WHAT TO WORK ON - Format the lines of the records below as a JSON list of strings, one string per line with blank lines omitted. Begin at the line that has "of the blurred" and continue through the last line of the records.

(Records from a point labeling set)
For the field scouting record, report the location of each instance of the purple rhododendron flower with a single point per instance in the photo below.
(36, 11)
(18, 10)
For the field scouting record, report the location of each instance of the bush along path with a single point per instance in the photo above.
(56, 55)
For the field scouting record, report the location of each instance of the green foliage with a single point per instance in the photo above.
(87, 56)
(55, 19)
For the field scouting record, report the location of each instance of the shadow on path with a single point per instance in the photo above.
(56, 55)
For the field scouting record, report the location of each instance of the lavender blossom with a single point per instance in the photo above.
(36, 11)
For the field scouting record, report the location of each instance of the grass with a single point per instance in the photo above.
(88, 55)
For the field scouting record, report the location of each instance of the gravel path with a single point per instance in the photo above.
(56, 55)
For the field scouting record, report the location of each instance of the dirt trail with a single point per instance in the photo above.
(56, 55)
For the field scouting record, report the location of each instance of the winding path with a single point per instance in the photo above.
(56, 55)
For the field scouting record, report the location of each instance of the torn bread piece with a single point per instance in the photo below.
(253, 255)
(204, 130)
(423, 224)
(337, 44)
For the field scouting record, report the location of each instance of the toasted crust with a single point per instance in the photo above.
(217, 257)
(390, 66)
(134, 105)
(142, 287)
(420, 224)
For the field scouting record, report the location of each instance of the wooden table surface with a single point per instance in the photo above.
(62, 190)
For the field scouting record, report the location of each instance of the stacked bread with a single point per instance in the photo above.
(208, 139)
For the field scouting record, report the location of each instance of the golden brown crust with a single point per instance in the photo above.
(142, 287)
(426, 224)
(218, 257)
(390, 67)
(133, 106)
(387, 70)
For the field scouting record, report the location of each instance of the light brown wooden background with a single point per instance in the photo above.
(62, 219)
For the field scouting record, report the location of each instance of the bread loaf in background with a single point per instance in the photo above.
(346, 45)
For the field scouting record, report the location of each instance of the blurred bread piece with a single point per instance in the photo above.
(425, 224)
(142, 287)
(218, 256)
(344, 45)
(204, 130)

WRITTEN SOLUTION -
[
  "For the field scouting record, report the location of each instance of the blurred bread piece with a single point per instance in the photo above.",
  "(425, 224)",
  "(142, 287)",
  "(218, 256)",
  "(344, 45)",
  "(204, 130)"
]